-- start Excerpted records --

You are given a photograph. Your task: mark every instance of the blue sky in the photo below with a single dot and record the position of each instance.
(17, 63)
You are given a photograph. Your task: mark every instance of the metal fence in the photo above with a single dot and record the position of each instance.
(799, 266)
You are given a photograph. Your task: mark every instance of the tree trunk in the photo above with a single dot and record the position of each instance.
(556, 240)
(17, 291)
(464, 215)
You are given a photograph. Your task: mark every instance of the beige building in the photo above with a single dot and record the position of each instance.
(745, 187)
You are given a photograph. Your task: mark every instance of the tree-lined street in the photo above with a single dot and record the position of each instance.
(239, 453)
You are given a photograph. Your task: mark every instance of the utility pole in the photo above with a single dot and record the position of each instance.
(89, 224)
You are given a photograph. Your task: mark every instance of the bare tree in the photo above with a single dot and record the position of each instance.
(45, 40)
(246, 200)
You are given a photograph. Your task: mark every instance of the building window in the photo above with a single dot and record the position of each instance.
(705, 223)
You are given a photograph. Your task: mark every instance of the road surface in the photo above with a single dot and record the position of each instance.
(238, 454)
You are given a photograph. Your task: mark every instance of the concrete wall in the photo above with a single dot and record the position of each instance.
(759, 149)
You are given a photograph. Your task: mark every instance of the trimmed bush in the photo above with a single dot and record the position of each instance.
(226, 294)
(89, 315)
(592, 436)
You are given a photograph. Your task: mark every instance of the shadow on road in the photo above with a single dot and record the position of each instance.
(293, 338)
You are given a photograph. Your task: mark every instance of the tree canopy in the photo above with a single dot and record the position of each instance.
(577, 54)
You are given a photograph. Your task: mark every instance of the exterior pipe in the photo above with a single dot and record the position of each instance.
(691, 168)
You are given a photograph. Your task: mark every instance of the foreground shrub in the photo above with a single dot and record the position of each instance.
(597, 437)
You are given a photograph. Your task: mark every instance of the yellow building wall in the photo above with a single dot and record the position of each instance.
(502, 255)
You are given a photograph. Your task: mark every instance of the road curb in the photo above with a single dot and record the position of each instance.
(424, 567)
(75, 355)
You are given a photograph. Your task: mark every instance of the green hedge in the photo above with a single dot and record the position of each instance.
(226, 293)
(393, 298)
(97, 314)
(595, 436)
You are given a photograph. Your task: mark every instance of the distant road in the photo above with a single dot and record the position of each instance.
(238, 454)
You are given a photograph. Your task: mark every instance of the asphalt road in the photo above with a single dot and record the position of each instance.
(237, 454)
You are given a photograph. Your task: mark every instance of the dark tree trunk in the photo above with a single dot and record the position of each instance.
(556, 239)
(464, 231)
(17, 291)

-- end Excerpted records --

- **Exercise goal**: Convert everything from the line containing "of the distant" down to the final line of the rows above into a JSON list of strings, one string per line, with blank lines omitted.

- **Exercise result**:
[
  "You are given a photograph. Your task: mark every instance of the distant road in the photo above with a single dot and record the position of each instance.",
  "(238, 454)",
  "You are given a photograph. Your task: mark every instance of the asphalt road in the photo above with a single dot and record the position of each instance.",
  "(237, 454)",
  "You are given a photograph. Your task: mark every instance of the dark tree trunk in the photo above with a single dot and record the position of each instance.",
  "(556, 239)",
  "(464, 231)",
  "(17, 291)"
]